Object pointing dataset rows:

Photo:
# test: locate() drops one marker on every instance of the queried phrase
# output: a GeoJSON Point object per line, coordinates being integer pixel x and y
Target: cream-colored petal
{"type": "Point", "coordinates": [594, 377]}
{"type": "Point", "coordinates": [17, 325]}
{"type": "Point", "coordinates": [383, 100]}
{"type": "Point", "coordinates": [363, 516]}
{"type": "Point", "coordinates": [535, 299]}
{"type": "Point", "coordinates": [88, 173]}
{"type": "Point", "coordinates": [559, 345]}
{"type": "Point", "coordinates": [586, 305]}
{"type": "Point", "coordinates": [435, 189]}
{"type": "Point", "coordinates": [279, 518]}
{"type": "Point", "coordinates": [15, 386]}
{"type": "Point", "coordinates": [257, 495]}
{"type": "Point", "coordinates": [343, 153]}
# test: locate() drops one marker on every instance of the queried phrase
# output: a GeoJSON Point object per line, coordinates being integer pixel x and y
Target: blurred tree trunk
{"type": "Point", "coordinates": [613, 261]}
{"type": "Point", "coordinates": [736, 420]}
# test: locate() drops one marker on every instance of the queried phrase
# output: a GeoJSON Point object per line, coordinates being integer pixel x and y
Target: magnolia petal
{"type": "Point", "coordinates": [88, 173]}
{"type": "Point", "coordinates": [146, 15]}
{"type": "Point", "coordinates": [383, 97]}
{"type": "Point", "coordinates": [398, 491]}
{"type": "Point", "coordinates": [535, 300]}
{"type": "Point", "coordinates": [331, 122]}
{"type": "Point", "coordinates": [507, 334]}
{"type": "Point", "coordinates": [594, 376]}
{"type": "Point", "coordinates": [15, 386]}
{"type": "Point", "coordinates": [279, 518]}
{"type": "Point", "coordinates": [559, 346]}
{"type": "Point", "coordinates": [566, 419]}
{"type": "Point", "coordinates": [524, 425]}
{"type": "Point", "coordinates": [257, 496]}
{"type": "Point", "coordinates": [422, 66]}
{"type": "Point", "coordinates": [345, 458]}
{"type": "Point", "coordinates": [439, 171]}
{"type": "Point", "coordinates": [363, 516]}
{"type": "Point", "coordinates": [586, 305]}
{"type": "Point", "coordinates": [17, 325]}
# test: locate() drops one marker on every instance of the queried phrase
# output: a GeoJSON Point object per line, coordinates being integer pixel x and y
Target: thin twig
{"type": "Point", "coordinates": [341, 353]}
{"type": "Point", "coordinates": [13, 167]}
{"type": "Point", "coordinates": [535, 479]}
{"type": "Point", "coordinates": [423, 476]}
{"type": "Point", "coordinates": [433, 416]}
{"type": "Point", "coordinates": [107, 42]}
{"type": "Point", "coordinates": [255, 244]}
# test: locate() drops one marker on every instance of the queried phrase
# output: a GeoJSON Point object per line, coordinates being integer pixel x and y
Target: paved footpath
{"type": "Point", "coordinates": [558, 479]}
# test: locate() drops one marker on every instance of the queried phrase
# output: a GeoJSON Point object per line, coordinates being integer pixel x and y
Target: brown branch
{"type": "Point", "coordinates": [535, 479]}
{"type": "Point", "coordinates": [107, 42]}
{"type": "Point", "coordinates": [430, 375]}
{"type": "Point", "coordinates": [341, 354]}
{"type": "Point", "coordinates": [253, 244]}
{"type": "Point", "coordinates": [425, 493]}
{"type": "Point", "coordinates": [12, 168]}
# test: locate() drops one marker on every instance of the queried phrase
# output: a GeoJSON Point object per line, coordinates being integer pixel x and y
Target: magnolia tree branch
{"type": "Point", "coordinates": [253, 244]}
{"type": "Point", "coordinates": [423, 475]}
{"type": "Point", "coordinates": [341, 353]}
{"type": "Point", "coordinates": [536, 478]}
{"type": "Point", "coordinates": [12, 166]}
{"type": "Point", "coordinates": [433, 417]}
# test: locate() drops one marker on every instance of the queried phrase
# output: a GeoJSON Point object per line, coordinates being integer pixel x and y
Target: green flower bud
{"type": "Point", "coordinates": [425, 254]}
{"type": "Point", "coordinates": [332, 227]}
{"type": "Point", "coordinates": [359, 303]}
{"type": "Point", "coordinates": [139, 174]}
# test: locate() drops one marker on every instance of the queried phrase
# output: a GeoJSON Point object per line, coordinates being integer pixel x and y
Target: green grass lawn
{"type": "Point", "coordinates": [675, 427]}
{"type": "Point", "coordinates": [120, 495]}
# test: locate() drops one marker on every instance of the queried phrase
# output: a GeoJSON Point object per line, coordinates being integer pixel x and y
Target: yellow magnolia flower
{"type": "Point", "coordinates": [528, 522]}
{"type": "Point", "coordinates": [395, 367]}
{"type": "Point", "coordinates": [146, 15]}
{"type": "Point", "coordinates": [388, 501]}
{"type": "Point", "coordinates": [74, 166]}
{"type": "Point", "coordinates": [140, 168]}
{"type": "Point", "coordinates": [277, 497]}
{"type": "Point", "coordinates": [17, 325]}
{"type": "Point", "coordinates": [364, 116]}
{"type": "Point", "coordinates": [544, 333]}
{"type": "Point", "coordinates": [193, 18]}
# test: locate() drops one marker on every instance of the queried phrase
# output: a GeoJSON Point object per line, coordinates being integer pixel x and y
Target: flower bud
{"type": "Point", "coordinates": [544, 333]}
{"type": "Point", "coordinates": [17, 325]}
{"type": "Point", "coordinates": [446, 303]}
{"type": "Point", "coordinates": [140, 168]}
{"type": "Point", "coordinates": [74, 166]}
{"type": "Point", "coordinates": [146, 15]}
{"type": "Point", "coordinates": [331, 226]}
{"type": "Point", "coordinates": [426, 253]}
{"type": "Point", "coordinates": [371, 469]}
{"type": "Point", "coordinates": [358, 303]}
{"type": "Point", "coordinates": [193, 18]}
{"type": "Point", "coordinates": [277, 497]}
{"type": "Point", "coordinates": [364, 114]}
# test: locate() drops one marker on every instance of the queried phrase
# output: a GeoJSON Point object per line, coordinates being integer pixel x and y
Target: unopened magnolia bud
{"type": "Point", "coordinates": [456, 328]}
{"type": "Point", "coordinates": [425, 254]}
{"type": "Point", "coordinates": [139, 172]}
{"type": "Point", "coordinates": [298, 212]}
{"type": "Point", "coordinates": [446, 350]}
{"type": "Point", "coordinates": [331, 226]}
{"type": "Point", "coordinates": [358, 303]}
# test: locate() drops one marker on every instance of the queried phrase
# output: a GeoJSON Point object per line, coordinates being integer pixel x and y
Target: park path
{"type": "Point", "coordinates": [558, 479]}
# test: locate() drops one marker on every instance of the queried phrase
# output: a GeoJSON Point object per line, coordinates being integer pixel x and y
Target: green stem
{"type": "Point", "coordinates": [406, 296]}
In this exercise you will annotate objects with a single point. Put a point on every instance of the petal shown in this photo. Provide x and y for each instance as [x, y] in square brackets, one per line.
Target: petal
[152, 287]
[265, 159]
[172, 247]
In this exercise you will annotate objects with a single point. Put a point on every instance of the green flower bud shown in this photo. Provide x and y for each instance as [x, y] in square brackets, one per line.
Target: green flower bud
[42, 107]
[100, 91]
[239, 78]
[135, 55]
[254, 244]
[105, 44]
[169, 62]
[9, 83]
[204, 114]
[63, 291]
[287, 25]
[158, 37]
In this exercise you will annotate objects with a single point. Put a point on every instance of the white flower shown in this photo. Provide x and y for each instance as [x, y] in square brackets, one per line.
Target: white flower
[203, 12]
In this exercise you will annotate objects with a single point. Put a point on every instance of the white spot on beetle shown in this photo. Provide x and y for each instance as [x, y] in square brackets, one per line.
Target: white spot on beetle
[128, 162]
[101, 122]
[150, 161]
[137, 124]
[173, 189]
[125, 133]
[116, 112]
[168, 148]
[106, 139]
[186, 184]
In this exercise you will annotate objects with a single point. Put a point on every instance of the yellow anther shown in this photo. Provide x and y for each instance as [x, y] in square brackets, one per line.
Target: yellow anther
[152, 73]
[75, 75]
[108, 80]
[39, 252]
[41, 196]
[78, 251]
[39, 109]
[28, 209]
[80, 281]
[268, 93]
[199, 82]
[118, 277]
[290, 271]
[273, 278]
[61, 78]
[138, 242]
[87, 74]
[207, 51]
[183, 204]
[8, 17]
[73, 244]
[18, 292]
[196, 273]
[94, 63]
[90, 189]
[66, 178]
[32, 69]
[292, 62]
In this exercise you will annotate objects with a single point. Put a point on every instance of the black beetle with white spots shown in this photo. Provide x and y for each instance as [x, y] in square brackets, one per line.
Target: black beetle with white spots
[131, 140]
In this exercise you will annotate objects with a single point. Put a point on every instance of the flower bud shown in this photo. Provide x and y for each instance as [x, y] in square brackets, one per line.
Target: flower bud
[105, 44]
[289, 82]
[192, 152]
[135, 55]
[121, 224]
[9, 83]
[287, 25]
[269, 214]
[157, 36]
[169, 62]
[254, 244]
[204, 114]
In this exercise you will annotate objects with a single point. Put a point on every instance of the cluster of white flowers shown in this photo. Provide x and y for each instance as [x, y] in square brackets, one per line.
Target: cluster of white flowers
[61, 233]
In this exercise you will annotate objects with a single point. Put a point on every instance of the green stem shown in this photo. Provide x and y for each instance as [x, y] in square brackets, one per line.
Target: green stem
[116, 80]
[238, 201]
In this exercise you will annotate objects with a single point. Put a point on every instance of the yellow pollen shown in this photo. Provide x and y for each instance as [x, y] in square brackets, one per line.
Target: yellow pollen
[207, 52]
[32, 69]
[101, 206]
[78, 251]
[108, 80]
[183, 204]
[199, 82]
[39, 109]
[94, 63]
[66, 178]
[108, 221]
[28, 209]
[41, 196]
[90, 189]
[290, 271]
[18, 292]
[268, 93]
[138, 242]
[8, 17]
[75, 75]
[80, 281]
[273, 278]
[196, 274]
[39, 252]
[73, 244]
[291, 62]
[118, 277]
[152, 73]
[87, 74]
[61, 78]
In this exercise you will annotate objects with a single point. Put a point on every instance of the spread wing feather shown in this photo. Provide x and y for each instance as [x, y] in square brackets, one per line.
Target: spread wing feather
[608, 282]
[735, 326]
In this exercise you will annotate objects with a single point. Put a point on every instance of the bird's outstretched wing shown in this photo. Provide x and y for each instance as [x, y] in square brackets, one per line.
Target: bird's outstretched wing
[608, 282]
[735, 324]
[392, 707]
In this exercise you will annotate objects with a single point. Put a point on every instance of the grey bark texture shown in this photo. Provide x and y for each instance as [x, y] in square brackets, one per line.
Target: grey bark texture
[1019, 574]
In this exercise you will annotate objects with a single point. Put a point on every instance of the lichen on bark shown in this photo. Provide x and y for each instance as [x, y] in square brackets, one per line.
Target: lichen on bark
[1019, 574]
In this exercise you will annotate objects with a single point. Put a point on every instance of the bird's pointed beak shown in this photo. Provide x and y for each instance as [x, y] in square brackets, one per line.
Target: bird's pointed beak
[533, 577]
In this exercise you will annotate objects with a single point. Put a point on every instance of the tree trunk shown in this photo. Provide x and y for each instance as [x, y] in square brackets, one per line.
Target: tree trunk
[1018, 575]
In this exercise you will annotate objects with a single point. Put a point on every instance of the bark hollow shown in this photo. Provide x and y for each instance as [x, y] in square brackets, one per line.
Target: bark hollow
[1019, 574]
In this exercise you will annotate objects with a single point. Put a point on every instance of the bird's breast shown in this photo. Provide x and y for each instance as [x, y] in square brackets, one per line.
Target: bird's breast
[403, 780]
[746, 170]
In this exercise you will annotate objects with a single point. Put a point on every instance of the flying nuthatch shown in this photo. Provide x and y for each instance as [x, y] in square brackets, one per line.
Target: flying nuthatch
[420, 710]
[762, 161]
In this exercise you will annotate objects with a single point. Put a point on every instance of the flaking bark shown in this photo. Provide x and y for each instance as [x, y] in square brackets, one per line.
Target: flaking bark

## Exercise prompt
Return, word for word, each line from the line that contains "of the grey" to the end of the listing above; include both end lines and nothing else.

## Answer to this task
In this exercise you will annotate objects with a single point. Put a point on every instance of the grey bark texture shown in this photo. Provide x and y for each instance as [x, y] in square brackets, one per line.
Target: grey bark texture
[1019, 574]
In this exercise you will annotate objects with a single point. Put a point on every instance of the lichen on bark shown in this photo. Provide x and y for each instance as [x, y] in square brackets, one per line.
Target: lichen on bark
[1019, 574]
In this exercise you will annotate objects with a single point. Put a point on every instance of the bird's pointed beak shown in this photo. Provide x and y for each instance as [x, y] in square brackets, one per line.
Target: bird's pointed beak
[533, 577]
In this exercise you will annotate objects with a single point. Put a point on every instance of the tree trunk shown in this photo. Provide x and y for each instance as [x, y] in square brackets, one per line.
Target: tree trunk
[1018, 575]
In this exercise you will annotate objects with a single point. Put a point on every instance of the bark hollow shown in this photo. Provide x and y for each instance as [x, y] in square brackets, one per line.
Target: bark hollow
[1019, 574]
In this exercise you will annotate objects with a single point. Put a point on every instance of the bird's breast shown in this photo. Provide x and y for each instance as [x, y] in square brackets, one per line.
Target: bird's breast
[403, 780]
[746, 170]
In this exercise you will annotate objects with a single point. Put a point on every instance of the flying nuthatch shown in this photo. Provide x and y for each instance as [x, y] in square brackets, one per line.
Target: flying nuthatch
[420, 710]
[762, 161]
In this exercise you will annotate objects with a single point. Put a point on every instance of the flaking bark shown in this photo. Provide x and y for each instance as [x, y] in square brackets, one per line.
Target: flaking bark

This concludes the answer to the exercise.